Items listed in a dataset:
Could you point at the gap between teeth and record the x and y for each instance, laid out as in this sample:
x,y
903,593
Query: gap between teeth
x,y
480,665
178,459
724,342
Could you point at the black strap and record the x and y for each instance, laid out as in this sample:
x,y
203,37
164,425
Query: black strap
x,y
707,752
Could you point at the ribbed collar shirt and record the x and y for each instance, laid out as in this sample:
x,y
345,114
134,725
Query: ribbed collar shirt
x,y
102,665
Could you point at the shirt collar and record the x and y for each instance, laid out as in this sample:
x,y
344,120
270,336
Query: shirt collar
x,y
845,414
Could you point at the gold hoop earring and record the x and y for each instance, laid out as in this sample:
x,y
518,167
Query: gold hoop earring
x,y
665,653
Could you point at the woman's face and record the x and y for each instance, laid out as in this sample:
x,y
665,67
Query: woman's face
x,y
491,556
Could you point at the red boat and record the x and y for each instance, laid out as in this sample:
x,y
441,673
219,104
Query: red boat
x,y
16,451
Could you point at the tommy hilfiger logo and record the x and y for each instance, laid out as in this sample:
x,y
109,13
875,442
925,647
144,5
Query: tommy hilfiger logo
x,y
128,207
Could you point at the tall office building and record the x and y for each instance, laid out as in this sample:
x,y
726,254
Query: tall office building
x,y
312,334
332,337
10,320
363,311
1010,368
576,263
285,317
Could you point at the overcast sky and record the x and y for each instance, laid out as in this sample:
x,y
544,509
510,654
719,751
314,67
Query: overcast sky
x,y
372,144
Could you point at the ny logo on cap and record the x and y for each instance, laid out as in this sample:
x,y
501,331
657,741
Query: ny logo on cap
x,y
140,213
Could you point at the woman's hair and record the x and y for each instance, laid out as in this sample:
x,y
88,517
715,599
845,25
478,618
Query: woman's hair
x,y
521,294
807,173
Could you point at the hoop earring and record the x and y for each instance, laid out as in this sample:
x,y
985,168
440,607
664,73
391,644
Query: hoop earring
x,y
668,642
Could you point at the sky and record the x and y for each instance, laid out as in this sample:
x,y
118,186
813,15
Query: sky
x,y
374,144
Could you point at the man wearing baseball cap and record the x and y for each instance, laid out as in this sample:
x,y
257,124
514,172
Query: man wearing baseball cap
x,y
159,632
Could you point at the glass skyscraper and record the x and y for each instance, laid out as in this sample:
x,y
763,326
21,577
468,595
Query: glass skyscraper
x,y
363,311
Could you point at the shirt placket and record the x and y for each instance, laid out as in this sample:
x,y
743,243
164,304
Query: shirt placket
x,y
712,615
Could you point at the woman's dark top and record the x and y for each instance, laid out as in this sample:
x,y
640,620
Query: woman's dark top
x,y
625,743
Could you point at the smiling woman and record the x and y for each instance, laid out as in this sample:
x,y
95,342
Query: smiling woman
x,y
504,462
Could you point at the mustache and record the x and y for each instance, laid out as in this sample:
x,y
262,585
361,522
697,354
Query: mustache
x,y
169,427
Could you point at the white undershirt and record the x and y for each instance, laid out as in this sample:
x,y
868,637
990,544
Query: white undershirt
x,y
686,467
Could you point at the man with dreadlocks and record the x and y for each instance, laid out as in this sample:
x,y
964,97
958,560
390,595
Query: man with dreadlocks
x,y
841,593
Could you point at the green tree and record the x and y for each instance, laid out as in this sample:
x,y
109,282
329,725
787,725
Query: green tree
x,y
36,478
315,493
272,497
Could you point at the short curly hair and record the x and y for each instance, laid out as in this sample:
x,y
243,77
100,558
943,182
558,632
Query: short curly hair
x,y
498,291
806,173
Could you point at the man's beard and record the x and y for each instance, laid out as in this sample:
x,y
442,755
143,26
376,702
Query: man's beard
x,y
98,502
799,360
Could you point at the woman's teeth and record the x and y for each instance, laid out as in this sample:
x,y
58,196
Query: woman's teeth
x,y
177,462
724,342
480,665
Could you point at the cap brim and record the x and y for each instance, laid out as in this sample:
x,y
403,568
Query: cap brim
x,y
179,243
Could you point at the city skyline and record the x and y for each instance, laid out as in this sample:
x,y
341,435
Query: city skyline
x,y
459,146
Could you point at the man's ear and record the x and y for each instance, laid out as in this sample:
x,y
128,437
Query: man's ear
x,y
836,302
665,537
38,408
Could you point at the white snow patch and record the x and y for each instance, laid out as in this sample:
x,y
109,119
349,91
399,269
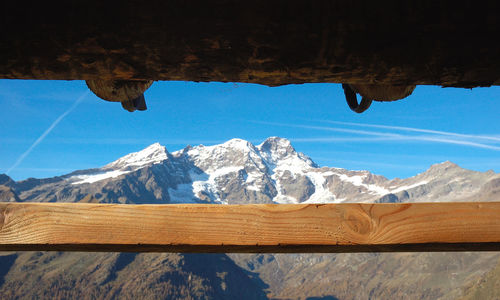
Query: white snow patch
x,y
357,180
321,192
153,154
97,177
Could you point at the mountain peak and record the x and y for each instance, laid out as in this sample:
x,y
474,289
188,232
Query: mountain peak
x,y
277,144
154,153
239,144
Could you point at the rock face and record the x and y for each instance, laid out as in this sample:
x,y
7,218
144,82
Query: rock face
x,y
240,172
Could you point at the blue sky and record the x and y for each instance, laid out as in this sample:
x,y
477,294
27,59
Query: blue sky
x,y
51,128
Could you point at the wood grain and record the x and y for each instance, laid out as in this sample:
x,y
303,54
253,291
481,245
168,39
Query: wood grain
x,y
250,228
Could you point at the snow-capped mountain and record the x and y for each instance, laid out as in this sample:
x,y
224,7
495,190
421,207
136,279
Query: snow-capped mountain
x,y
240,172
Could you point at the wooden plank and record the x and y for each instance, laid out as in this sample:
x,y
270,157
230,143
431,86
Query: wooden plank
x,y
250,228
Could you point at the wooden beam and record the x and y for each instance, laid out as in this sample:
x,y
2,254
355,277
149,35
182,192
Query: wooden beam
x,y
275,42
250,228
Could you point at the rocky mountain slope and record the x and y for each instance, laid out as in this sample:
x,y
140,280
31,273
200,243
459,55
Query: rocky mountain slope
x,y
239,172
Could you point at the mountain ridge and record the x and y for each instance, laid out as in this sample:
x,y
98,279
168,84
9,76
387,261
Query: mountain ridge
x,y
240,172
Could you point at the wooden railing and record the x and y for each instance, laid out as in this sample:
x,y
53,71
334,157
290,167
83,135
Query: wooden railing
x,y
250,228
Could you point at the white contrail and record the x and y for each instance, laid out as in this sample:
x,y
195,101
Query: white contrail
x,y
484,137
438,137
52,126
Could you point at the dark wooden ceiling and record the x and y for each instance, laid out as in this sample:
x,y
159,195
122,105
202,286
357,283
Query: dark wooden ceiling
x,y
448,43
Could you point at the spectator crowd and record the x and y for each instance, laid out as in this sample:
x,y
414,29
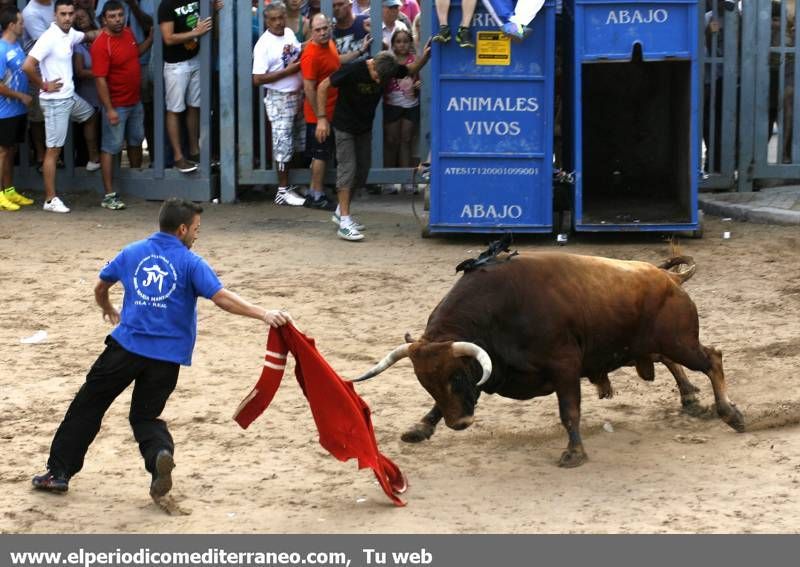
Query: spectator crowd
x,y
89,62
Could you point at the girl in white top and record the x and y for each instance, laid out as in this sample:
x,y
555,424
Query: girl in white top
x,y
401,107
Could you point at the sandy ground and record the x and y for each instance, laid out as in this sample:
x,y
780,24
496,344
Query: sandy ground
x,y
656,471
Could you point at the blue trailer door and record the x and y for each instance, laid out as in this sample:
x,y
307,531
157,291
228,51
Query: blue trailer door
x,y
492,129
633,143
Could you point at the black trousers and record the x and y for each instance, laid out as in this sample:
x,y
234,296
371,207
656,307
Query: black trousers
x,y
112,372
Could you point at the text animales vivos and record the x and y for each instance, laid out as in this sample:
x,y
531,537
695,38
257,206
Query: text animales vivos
x,y
536,324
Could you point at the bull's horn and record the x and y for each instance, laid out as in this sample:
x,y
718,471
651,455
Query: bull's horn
x,y
388,360
473,350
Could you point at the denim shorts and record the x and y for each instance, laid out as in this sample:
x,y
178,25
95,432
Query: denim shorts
x,y
57,114
130,129
182,85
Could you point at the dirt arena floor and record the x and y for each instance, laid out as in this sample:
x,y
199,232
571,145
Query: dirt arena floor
x,y
651,468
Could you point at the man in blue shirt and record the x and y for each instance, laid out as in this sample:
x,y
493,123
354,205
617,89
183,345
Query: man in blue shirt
x,y
155,334
14,102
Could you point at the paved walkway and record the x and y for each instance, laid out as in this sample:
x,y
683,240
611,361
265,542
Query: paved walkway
x,y
775,205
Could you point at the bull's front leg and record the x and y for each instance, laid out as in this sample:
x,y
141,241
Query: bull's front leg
x,y
726,409
569,408
424,429
689,402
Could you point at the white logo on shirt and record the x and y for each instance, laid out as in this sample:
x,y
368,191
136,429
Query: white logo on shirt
x,y
155,275
155,279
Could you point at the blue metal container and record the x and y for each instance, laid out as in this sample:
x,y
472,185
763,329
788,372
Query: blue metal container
x,y
631,121
492,129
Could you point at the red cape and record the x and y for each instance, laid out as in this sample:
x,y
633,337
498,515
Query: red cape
x,y
342,417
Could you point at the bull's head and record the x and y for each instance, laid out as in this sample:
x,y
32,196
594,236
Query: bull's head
x,y
445,370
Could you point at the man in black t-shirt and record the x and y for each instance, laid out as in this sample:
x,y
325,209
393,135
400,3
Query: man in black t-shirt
x,y
351,33
361,86
181,27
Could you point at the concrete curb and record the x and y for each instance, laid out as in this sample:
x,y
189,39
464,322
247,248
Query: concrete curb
x,y
752,212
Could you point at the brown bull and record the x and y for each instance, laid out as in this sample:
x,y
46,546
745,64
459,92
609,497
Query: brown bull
x,y
536,324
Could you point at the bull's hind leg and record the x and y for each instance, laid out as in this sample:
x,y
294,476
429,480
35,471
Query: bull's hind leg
x,y
569,408
725,408
424,429
603,385
688,390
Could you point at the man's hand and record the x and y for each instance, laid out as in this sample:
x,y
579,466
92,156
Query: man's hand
x,y
111,315
323,130
203,26
53,86
367,42
277,318
113,117
426,51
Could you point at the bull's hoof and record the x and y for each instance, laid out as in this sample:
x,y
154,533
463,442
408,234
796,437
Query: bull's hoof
x,y
605,391
571,459
418,433
693,408
736,420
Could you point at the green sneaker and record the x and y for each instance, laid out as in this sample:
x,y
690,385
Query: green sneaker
x,y
443,35
16,198
350,233
462,37
112,202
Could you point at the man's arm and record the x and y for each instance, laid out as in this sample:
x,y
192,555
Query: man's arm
x,y
144,20
147,43
232,303
105,99
415,67
90,36
323,128
310,90
172,38
353,55
264,78
30,67
101,297
11,94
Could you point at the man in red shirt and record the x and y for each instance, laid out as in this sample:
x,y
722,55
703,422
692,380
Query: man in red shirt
x,y
117,74
318,61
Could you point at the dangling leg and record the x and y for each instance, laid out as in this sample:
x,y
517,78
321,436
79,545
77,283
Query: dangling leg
x,y
688,390
425,428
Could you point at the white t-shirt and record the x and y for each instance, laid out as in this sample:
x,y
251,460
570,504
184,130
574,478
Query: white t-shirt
x,y
274,53
387,32
53,51
37,19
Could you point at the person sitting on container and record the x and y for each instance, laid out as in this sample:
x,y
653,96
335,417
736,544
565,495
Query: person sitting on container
x,y
514,16
463,38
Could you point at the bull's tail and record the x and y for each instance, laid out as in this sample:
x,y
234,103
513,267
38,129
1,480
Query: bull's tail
x,y
683,275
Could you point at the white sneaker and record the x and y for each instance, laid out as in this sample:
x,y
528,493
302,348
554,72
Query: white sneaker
x,y
289,197
55,206
349,232
336,219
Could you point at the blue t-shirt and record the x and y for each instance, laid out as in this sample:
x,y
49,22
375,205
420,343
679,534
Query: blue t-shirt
x,y
162,280
11,59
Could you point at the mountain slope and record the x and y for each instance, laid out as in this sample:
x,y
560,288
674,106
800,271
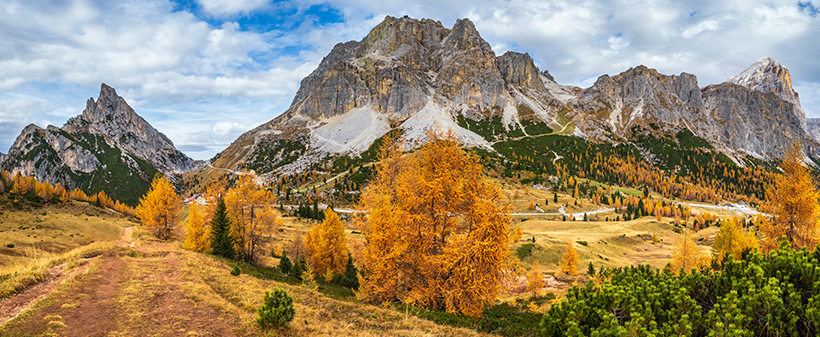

• OBJECTIVE
Update the items from the line with "Could you point at the bull's tail" up to and including the last line of the items, replacing "white sneaker" with "gray sneaker" and leaving everything else unchanged. Give back only those lines, and leave the pictures out of your answer.

• SOLUTION TO THE EXERCISE
Could you point at the bull's tail and record the x and y for each instance, laid out as in this sample:
x,y
234,103
513,267
38,129
1,480
Query: bull's tail
x,y
683,275
Could you point at the gray sneaker and record the x and y for each instance, laid out as in this sample:
x,y
528,493
302,348
554,72
Query: gray sneaker
x,y
289,197
55,206
349,232
336,219
Could you point at the blue t-shirt and record the x and y for each instance, laid out as in this sample:
x,y
49,22
375,205
420,343
679,534
Query: blue t-shirt
x,y
162,280
11,59
Could you point at the mountain slope and record the x and y for each instance, laid out as in this sample:
x,y
560,288
674,106
800,271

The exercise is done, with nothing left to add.